## DOCUMENT EXCERPT
---

Route requests through proxies to avoid IP bans on large crawls. Proxies are tunneled at the TCP level - traffic goes through the proxy before the TLS handshake, making it look like the request originated from the proxy's IP.

.env
PROXY_1=http://user:[email protected]:8080
PROXY_2=http://proxy2.example.com:8080
crawl.json
"anti_bot": {
  "rotate_user_agents": true,
  "request_delay_jitter": true,
  "proxy": {
    "enabled": true,
    "key_rotation": "random",
    "urls": ["$PROXY_1", "$PROXY_2"]
  }
}

For testing, Webshare offers 10 free proxies. Set authentication to IP-based (no username/password needed) and format URLs as http://host:port.


Configuration

Layer 3 - Headless Browser

Layer 3 is used automatically when Layers 1, 2, and 2.5 all fail to return meaningful content. It runs a real browser to fully render the page.

Option A: Local Chrome (automatic)

If Chrome or Chromium is installed on your machine, PhantomCrawl detects it automatically and uses go-rod to control it. No configuration needed.

terminal - check if Chrome is detected
phantomcrawl start
# You will see:
✓ Chrome detected. Using go-rod for Layer 3.

Option B: Browserless (cloud Chrome)

If Chrome is not installed (common on servers and mobile), you can use Browserless - a cloud Chrome service. Free tier available.

.env
BROWSERLESS_KEY=your_key_here
crawl.json
"layer3": {
  "key_rotation": "random",
  "keys": ["$BROWSERLESS_KEY"]
}

If neither Chrome nor Browserless keys are configured, Layer 3 is unavailable. PhantomCrawl will still work via Layers 1 and 2, which cover the vast majority of the web.


Configuration

Environment Variables

Never put API keys directly in crawl.json. Use a .env file instead and reference variables with $VAR_NAME in your config.

.env
# AI keys
GROQ_KEY_1=gsk_abc123...
GROQ_KEY_2=gsk_def456...

# Browser
BROWSERLESS_KEY=your_browserless_key

# Proxies
PROXY_1=http://host:port
PROXY_2=http://user:pass@host:port

Add .env and crawl.json to your .gitignore so you never accidentally commit API keys.

---

## SUPPLIED ENTRIES
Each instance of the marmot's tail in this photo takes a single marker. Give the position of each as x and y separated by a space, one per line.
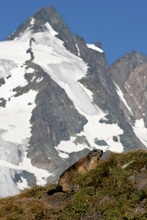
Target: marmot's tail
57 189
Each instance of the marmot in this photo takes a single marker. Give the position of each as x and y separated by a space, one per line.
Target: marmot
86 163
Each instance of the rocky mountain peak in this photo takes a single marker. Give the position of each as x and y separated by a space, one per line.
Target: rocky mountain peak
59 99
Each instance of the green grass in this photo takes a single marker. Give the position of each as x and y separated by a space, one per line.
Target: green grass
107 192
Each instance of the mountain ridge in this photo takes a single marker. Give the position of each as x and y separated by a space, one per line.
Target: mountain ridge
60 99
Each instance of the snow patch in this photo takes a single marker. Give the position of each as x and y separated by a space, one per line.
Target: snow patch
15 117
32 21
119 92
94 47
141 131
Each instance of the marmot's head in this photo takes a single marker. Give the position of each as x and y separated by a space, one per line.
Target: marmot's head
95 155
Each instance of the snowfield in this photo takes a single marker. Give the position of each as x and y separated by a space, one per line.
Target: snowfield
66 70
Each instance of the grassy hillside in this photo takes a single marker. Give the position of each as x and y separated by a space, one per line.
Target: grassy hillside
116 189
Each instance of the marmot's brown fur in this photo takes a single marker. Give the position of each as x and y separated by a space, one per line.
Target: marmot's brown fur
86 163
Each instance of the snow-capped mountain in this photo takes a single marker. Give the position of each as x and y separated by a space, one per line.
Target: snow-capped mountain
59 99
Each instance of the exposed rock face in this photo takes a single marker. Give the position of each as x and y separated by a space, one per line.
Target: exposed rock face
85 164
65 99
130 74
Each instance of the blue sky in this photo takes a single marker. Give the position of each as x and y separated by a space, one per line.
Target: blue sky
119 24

---

## REQUIRED ACTIONS
1. In the PhantomCrawl documentation, what does PhantomCrawl use to control a locally installed Chrome or Chromium for Layer 3?
2. Continue the PhantomCrawl documentation after its final sentence.
The entries were taken from a different source than the PhantomCrawl documentation.

## ANSWER SET
1. It uses go-rod.

2.
.gitignore
.env
crawl.json
urls.txt
scraped/

Reference

Commands

phantomcrawl init Generate a crawl.json template in the current directory. Run this first in a new project folder.
phantomcrawl start Start crawling based on your crawl.json and urls.txt. Automatically resumes if a previous crawl was interrupted.
phantomcrawl reset Wipe the crawl state database so the next start treats all URLs as fresh. Does not delete your scraped data files.
phantomcrawl stats Show a detailed breakdown of all crawled URLs with timestamps, layer used, clean status, and any failures. Useful for checking what is pending after a quota hit.

Resume behavior

PhantomCrawl tracks every crawled URL in a local SQLite database at ~/.phantomcrawl/state.db. If a crawl is interrupted - whether by a network error, token quota, or manual stop - you can resume exactly where you left off by running phantomcrawl start again without resetting. Already-crawled URLs are skipped. Pending AI cleans are retried.


Reference

Output Format

Each crawled URL creates a folder under your output directory. The folder name is derived from the page title or URL slug.

~/phantomcrawl/scraped/
  cloudflare.com/
    cloudflare/
      raw.json      # Full extracted data + raw HTML
      cleaned.json  # AI-cleaned text + structured data
    en-gb/
      raw.json
      cleaned.json

raw.json

Contains everything extracted from the page before AI processing.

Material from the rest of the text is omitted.